**Seçilmiş Alıntı**
-.-.-

Virajlı yolda ağır ağır ilerleyen minibüsün şoförü, az önce camdan dışarı çöp atan arabanın yanından geçerken haykırdığı, “Yola çöp atmasana”nın yanına okkalı bir küfür ekleyerek çevreye duyarlı olduğunu gösteriyor!
Aslen Samsunlu olan şoför yanındaki kısa boylu adamla sohbet ediyor. Kısa boylu adam Selimiye’den söz ederken, “Medeniyet görmeden para gördüler!” diyor kınayan, biraz da alaycı ses tonuyla.
Kastettiği Selimiye, Marmaris’in son yıllarda gelişen yeni turizm gözdesi. Selimiye’den pek haz etmediği belli olan kısa boylu adam ise “rakip” Bozburun’dan yani Marmaris’in bir başka tatil yöresinden.

-.-.-

**Yönergeler**
• 1. Alıntıya göre şu ifadeler doğru mu: (a) Şoför aslen Samsunludur. (b) Kısa boylu adam Selimiyelidir. (c) Şoför, çöp atan arabaya seslenirken küfür de etmiştir. Her birine evet ya da hayır deyip kararı belirleyen sözleri alıntıdan aynen aktarın.
• 2. Alıntıda Selimiye nasıl tanımlanıyor?
Listenin alıntıyla bir ilgisi yoktur.

(Bir veri bloğu)
-.-.-

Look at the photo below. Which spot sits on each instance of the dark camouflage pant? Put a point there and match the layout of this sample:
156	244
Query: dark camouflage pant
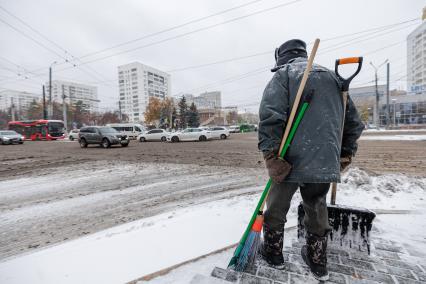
314	203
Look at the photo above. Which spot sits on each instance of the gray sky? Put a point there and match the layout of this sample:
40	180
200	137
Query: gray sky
83	27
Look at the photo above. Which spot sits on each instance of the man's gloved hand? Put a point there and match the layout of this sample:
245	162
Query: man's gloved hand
278	168
345	162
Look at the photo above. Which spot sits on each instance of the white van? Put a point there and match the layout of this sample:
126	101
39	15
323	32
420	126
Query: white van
132	130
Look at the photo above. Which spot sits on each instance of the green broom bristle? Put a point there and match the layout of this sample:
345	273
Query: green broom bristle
251	246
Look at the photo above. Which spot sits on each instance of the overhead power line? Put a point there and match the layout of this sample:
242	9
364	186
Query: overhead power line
192	32
171	28
380	28
43	45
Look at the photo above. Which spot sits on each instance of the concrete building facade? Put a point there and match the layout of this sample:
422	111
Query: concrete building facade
74	92
20	100
137	84
416	59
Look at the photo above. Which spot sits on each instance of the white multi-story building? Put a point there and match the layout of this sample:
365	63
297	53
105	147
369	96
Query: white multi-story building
416	59
20	100
207	100
74	92
137	83
210	100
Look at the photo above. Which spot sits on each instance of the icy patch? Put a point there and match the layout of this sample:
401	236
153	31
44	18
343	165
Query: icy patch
388	191
395	137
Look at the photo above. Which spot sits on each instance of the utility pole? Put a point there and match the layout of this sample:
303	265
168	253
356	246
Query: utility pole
376	114
13	109
44	104
64	108
387	96
119	109
50	93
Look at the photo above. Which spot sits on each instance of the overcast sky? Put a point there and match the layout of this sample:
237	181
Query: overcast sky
85	27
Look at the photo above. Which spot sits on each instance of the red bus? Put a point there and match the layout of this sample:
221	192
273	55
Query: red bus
39	129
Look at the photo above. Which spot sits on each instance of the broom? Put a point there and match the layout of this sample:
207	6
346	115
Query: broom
247	248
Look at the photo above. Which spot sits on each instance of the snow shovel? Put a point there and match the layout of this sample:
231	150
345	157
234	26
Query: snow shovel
351	226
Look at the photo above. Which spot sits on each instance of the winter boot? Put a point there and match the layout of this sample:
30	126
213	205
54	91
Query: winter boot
272	247
314	253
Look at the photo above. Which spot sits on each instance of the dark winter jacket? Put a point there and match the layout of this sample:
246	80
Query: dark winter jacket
315	150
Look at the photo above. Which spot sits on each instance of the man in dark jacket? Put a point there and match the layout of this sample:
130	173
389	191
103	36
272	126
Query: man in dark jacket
316	155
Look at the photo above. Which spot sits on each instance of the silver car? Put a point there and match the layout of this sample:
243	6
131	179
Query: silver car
10	137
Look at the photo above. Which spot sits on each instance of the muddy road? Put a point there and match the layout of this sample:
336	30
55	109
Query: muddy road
52	192
239	151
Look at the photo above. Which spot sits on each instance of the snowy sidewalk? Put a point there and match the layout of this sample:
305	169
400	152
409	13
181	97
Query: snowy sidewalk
390	262
133	250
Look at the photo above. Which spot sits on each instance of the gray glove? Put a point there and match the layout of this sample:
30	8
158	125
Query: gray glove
278	168
345	162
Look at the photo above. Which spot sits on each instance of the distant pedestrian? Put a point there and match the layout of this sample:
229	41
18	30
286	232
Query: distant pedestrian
315	157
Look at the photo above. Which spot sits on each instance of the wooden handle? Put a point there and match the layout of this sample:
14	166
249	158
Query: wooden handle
296	102
334	184
299	93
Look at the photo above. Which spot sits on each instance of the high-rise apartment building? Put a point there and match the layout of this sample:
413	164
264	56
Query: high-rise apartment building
210	100
74	92
137	84
20	100
416	59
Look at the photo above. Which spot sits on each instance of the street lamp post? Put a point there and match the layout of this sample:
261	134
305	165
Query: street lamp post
394	112
376	112
50	109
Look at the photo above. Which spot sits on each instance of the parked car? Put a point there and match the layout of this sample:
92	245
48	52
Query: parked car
73	134
10	137
132	130
234	129
219	132
102	135
154	135
247	128
189	134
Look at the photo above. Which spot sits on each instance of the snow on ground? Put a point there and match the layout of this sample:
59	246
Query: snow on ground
145	246
383	130
395	137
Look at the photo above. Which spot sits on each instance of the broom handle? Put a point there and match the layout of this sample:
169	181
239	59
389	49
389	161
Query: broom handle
295	106
334	184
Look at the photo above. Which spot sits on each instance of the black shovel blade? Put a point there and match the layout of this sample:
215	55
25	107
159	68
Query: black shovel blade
351	226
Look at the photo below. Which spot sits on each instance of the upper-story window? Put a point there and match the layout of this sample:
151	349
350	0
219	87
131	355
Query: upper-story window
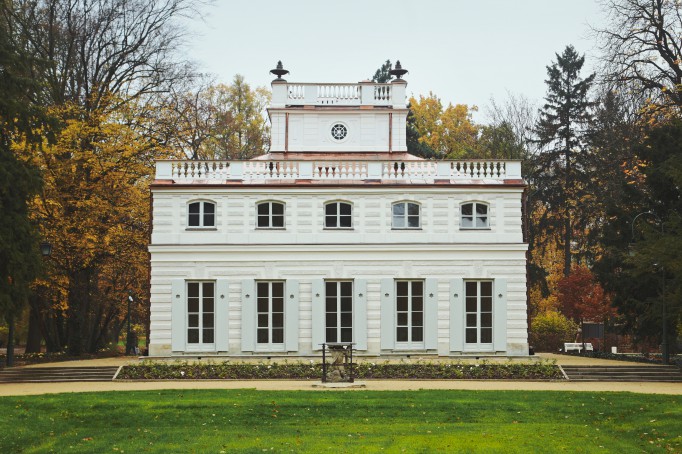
338	215
201	214
270	215
406	215
475	215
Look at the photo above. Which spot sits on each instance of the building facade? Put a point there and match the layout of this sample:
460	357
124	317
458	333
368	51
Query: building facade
338	235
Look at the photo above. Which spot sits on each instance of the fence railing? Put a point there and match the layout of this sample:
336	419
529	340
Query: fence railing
364	93
254	171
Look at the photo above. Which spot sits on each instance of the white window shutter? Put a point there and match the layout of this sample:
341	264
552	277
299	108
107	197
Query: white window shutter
431	314
500	315
457	315
248	315
178	315
291	315
360	314
318	310
387	314
222	316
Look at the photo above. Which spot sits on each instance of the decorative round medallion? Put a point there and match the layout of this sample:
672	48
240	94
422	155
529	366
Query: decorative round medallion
339	131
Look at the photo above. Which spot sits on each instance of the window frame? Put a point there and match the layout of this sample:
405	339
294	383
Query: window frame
202	213
338	215
474	215
270	215
338	311
478	315
406	215
410	344
270	346
200	313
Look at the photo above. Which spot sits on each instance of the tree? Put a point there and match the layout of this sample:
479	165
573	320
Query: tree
92	49
642	49
560	168
582	298
219	121
449	131
94	211
102	67
19	258
500	142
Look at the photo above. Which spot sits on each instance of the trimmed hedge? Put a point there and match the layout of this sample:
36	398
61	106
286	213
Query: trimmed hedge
149	370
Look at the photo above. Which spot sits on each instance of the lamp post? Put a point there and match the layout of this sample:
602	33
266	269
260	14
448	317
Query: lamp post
664	310
130	347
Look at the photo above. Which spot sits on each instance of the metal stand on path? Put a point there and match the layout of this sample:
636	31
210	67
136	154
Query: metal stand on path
341	367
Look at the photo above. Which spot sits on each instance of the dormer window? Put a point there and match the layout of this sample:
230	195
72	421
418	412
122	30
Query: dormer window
475	216
338	215
270	215
201	214
406	215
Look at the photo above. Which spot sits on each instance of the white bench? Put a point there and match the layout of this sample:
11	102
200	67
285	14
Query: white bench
570	346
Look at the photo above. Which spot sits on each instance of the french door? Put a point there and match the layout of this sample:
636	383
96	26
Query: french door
479	316
270	316
339	311
201	316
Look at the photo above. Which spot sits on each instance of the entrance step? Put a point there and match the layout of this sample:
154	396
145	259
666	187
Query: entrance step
57	374
624	373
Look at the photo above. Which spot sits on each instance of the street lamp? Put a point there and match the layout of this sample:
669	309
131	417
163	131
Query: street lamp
46	249
664	344
130	343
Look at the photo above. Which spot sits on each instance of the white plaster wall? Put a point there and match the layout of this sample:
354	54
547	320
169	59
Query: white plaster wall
236	215
368	130
308	262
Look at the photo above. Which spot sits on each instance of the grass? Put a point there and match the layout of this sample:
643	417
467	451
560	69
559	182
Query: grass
351	421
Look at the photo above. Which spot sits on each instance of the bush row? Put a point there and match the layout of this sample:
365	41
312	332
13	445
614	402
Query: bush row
149	370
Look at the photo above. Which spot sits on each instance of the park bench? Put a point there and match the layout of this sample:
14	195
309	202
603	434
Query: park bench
569	346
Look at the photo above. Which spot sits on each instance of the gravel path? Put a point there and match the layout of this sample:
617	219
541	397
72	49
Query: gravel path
11	389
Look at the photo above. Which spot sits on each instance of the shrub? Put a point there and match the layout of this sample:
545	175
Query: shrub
550	330
150	370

-.-.-

**Görev Yanıtları**
• 1.
(a) Evet: "Aslen Samsunlu olan şoför"
(b) Hayır: "“rakip” Bozburun’dan yani Marmaris’in bir başka tatil yöresinden"
(c) Evet: "okkalı bir küfür ekleyerek"

• 2. Marmaris’in son yıllarda gelişen yeni turizm gözdesi olarak.